[Start of Provided text]

Package 'PCADSC'

Title: Tools for Principal Component Analysis-Based Data Structure Comparisons
Description: A suite of non-parametric, visual tools for assessing differences in data structures for two datasets that contain different observations of the same variables. These tools are all based on Principal Component Analysis (PCA) and thus effectively address differences in the structures of the covariance matrices of the two datasets. The PCADSC tools consist of easy-to-use, intuitive plots that each focus on different aspects of the PCA decompositions. The cumulative eigenvalue (CE) plot describes differences in the variance components (eigenvalues) of the deconstructed covariance matrices. The angle plot presents the information loss when moving from the PCA decomposition of one dataset to the PCA decomposition of the other. The chroma plot describes the loading patterns of the two datasets, thereby presenting the relative weighting and importance of the variables from the original dataset.
Authors: Anne Helby Petersen [aut, cre], Bo Markussen [aut]
Maintainer: Anne Helby Petersen <[email protected]>
License: GPL-2
Version: 0.9.0
Built: 2024-08-28 03:03:15 UTC
Source: https://github.com/annennenne/pcadsc

Help Index


Angle plot

Description

Produce an angle plot from a full or partial PCADSC object, as obtained from a call to PCADSC. In either case, this PCADSC object must have a non-NULL anleInfo slot (see examples). The angle plot compares the eigenvalue- and loading patterns from PCA performed on two datasets that consist of different observations of the same variables.

Usage

anglePlot(x)

Arguments

x

A PCADSC or angleInfo object, as produced by PCADSC or doAngle, respectively.

See Also

PCADSC, doAngle

Examples

#load iris data
data(iris)

#Define grouping variable, grouping the observations by whether their species is
#Setosa or not
iris$group <- "setosa"
iris$group[iris$Species != "setosa"] <- "non-setosa"
iris$Species <- NULL

## Not run: 
#make a full PCADSC object, splitting the data by "group"
irisPCADSC <- PCADSC(iris, "group")

#make a partial PCADSC object from iris and fill out angleInfo in the next call
irisPCADSC2 <- PCADSC(iris, "group", doAngle = FALSE)
irisPCADSC2 <- doAngle(irisPCADSC2)

#make an angle plot
anglePlot(irisPCADSC)
anglePlot(irisPCADSC2)

## End(Not run)

#Only do angle information for a faster run-time
irisPCADSC_fast <- PCADSC(iris, "group", doCE = FALSE, doChroma = FALSE)
anglePlot(irisPCADSC_fast)

Cumulative eigenvalue plot

Description

Produce a cumulative eigenvalue (CE) plot from a full or partial PCADSC object, as obtained from a call to PCADSC. In either case, this PCADSC object must have a non-NULL CEInfo slot (see examples). The CE plot compares the eigenvalues obtained from PCA performed separately and jointly on two datasets that consist of different observations of the same variables.

Usage

CEPlot(x, nDraw = NULL)

Arguments

x

x A PCADSC or angleInfo object, as produced by PCADSC or doAngle, respectively.

nDraw

A positive integer. The number of simulated cumulative eigenvalue curves that should be added to the plot.

[End of Provided text]
[Start of Entries]

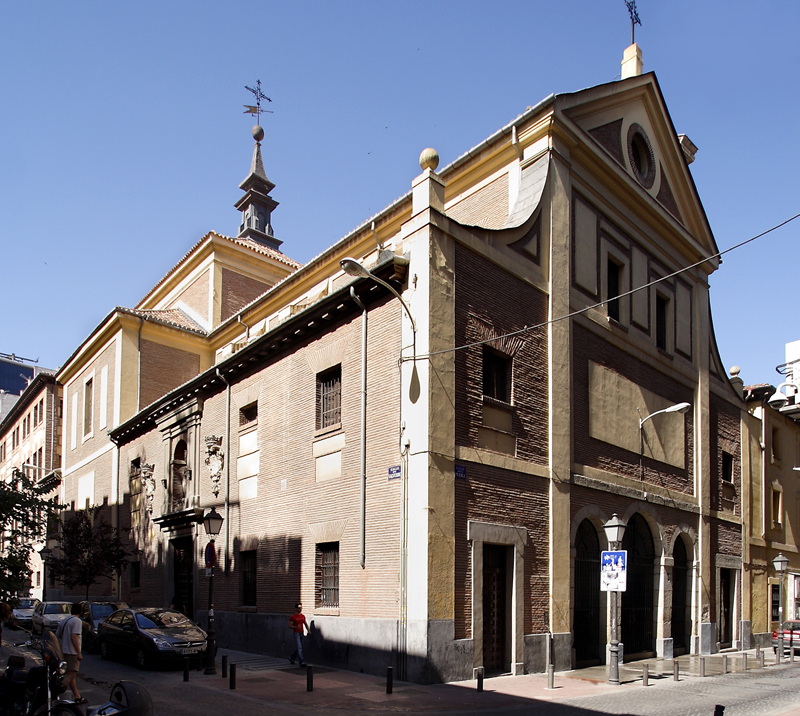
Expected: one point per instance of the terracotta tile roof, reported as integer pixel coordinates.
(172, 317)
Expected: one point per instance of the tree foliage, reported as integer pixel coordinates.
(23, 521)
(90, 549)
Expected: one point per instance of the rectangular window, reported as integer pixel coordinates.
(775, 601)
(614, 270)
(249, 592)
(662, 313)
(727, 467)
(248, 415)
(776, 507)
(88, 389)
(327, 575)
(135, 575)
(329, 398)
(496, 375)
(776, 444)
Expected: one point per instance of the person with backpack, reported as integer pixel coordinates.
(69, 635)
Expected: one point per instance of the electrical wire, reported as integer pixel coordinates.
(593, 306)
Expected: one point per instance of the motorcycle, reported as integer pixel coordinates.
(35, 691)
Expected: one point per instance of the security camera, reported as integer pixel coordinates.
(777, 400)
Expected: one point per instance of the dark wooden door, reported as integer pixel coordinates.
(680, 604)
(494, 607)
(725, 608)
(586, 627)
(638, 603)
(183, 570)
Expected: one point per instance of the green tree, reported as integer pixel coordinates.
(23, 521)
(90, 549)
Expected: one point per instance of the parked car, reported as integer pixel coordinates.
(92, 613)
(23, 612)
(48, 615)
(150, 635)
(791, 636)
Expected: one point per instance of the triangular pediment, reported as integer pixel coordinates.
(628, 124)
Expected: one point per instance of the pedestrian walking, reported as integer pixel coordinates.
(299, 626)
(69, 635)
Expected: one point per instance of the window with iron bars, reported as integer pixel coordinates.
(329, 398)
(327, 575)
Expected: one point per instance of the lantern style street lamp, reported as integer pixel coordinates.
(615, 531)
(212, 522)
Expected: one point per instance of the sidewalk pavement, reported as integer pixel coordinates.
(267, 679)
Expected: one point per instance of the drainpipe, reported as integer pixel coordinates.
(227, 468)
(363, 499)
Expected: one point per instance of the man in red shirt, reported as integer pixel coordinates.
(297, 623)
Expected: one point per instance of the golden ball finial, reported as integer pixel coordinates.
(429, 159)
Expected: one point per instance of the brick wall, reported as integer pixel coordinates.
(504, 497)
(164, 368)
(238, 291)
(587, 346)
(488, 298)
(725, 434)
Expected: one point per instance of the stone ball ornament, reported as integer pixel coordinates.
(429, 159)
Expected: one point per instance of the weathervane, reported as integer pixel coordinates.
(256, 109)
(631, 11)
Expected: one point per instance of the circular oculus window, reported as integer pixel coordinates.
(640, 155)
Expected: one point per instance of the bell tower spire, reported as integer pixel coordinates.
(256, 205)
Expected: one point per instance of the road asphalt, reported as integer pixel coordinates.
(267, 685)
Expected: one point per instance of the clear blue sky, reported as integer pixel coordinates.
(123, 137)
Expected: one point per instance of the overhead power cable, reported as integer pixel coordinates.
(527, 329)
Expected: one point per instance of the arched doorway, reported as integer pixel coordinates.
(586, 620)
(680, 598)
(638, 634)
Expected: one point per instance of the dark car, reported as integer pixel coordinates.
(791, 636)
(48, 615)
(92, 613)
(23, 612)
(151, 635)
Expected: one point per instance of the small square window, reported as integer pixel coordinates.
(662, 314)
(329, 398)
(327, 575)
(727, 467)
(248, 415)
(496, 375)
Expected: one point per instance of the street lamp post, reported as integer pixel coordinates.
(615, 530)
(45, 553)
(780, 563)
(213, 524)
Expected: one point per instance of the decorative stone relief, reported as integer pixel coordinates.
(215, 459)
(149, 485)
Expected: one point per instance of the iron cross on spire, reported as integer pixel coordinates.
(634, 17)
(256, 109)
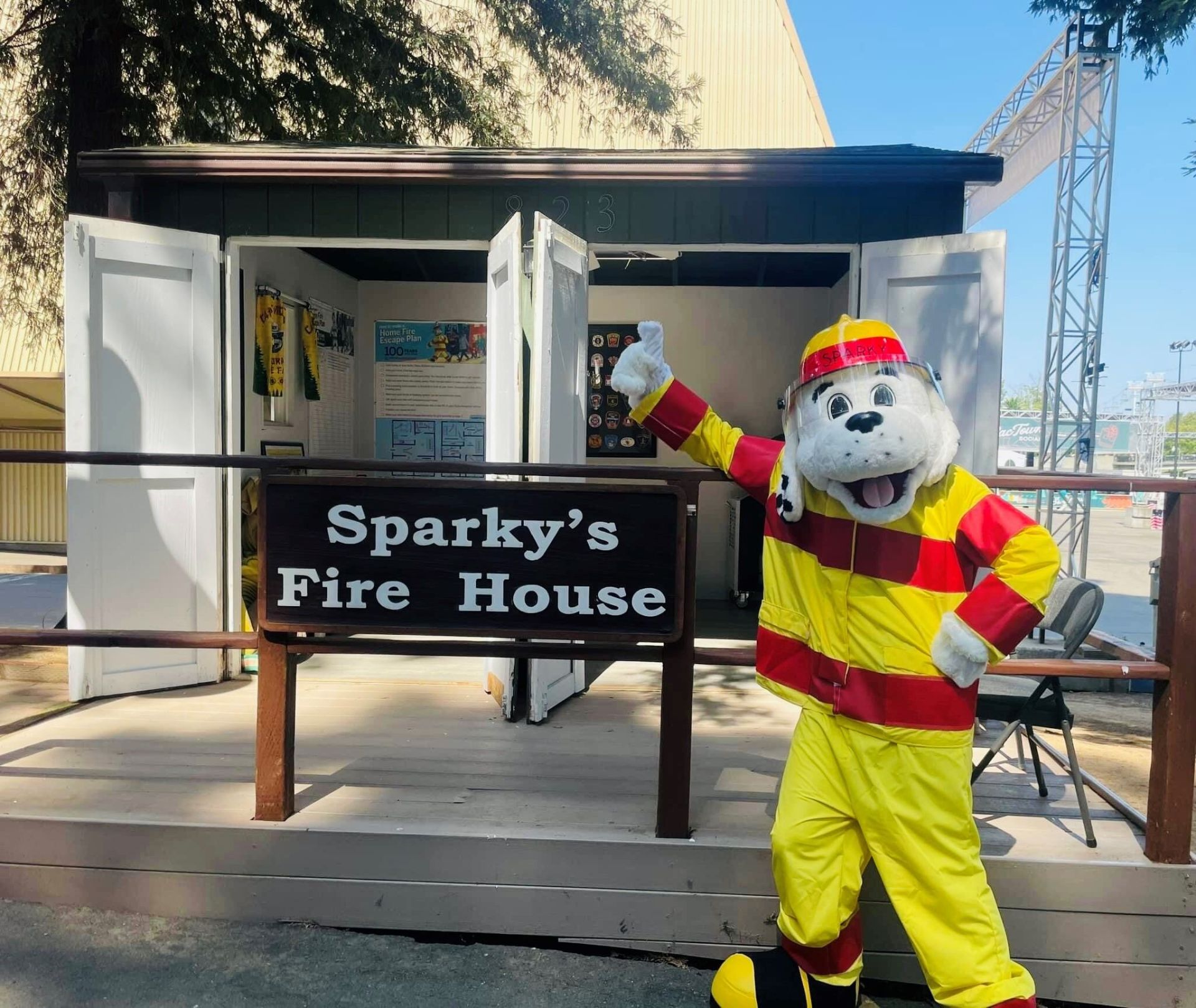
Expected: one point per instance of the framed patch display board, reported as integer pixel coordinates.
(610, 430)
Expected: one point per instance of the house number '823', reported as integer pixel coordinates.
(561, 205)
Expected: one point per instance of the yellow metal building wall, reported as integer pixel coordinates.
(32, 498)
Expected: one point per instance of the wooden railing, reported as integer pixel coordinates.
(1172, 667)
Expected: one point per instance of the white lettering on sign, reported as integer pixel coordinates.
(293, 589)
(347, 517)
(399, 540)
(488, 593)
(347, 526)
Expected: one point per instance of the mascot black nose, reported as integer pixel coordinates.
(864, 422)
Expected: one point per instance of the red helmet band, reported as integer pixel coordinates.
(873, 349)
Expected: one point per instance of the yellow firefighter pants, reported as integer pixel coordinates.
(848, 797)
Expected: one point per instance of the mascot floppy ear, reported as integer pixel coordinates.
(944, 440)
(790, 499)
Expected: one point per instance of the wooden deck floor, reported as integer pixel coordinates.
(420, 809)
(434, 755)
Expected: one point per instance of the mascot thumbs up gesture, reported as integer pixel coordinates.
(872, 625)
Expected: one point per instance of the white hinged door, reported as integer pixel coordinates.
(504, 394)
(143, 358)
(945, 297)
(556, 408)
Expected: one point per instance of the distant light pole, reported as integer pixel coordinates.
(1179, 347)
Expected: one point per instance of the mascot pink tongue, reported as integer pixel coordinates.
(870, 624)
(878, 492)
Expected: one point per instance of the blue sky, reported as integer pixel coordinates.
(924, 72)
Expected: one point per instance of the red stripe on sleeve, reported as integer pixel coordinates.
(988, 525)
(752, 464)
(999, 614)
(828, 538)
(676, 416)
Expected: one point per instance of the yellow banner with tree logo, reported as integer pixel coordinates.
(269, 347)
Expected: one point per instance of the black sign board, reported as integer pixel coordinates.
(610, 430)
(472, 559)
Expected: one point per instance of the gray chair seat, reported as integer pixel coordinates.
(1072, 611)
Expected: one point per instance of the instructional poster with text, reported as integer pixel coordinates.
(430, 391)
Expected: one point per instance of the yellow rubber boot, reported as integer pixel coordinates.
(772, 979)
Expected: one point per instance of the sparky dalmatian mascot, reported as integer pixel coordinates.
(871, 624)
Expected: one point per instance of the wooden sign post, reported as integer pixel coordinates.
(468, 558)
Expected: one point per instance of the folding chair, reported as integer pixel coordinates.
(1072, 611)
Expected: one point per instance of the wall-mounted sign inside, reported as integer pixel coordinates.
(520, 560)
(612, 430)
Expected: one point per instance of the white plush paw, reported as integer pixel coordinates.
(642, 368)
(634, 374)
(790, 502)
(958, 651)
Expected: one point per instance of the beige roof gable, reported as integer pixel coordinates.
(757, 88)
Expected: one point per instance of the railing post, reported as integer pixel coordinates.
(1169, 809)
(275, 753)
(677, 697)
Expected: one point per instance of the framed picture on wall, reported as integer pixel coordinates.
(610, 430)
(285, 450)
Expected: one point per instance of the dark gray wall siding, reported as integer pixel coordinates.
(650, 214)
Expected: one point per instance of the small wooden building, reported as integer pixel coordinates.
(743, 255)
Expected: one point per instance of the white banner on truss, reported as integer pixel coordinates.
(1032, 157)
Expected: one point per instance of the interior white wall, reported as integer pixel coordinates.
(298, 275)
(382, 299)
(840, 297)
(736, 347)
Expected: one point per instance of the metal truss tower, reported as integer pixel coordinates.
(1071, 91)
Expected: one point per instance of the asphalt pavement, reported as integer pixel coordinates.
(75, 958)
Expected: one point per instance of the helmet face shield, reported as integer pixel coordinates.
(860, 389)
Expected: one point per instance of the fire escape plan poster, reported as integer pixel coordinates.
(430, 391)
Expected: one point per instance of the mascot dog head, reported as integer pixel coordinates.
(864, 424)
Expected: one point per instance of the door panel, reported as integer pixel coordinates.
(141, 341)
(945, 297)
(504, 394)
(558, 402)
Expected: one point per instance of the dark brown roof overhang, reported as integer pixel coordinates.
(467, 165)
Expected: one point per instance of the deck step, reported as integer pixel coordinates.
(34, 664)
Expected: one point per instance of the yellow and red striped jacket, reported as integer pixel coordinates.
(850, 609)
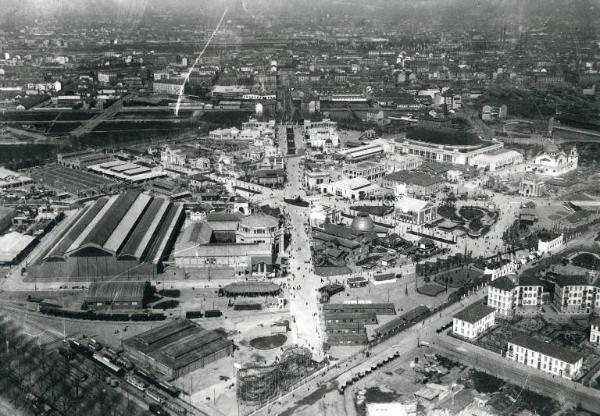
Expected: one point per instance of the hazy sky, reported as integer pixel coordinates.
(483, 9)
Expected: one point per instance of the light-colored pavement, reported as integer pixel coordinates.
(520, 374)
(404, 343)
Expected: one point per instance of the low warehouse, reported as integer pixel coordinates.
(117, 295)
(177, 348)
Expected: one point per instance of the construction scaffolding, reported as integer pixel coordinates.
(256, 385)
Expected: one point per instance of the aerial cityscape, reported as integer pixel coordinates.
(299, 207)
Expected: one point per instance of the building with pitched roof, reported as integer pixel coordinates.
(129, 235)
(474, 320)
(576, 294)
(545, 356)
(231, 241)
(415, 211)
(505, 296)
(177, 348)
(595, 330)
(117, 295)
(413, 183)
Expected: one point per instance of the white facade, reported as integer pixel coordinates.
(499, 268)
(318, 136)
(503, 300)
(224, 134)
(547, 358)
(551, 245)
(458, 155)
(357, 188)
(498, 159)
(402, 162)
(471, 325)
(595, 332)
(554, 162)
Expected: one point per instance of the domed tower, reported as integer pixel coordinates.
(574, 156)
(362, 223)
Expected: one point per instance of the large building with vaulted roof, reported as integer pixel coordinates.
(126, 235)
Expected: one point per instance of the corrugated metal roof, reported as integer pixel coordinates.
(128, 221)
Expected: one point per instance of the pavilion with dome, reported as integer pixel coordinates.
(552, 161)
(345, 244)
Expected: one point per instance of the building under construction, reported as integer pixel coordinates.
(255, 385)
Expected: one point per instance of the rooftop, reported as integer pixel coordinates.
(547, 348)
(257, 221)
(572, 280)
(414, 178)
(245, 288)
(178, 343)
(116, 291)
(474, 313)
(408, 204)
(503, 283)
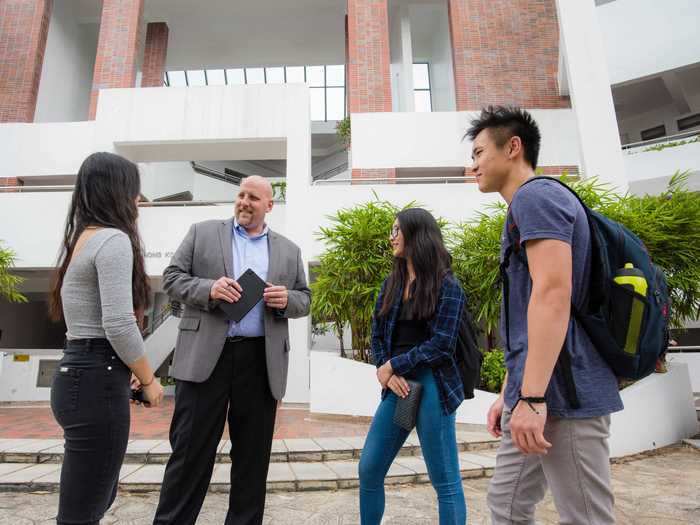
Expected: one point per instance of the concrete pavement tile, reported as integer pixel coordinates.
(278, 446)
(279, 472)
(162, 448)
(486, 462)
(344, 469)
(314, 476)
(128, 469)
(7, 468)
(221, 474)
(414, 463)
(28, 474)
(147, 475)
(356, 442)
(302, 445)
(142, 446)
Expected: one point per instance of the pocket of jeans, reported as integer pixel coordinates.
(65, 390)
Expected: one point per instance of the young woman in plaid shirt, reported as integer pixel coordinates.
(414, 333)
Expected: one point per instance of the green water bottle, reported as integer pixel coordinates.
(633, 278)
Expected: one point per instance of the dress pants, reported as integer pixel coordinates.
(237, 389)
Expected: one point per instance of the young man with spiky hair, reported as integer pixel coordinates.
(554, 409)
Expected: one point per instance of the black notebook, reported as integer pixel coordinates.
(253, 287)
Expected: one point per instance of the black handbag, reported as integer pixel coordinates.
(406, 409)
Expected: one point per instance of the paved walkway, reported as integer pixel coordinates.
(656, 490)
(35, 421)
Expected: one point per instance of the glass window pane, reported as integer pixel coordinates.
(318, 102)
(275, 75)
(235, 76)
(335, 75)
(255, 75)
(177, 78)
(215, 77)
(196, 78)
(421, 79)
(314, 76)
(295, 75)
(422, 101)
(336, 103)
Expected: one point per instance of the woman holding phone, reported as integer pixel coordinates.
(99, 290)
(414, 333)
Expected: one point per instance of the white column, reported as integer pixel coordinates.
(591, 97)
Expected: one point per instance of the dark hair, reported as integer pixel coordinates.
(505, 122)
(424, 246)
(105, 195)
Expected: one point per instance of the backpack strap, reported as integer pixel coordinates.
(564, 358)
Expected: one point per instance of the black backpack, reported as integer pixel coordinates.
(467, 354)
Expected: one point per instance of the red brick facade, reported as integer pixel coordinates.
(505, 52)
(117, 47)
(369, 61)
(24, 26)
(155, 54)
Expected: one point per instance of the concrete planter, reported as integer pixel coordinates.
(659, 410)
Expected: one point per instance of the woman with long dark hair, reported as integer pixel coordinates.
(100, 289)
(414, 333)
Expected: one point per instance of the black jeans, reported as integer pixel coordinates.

[End of Entries]

**Problems:**
A. Decide whether each statement agrees with the PCADSC package page, answering yes or no and quoting the deciding words: (i) the package is released under the GPL-2 license; (ii) the CE plot compares eigenvalues from PCA performed only jointly on the two datasets; (iii) nDraw is a positive integer giving the number of simulated cumulative eigenvalue curves added to the plot.
B. In the records, change "long dark hair" to "short curly hair" and write out again the lines starting with the line that contains "Expected: one point per instance of the woman with" and running through the last line of the records. Leave everything else as it is.
The package page and the records are unrelated and do not depend on each other.

**Solutions to the tasks:**
A.
(i) Yes: "License: GPL-2"
(ii) No: "The CE plot compares the eigenvalues obtained from PCA performed separately and jointly on two datasets that consist of different observations of the same variables."
(iii) Yes: "A positive integer. The number of simulated cumulative eigenvalue curves that should be added to the plot."

B.
Expected: one point per instance of the woman with short curly hair, reported as integer pixel coordinates.
(100, 289)
(414, 333)
Expected: one point per instance of the black jeans, reported as integer pixel coordinates.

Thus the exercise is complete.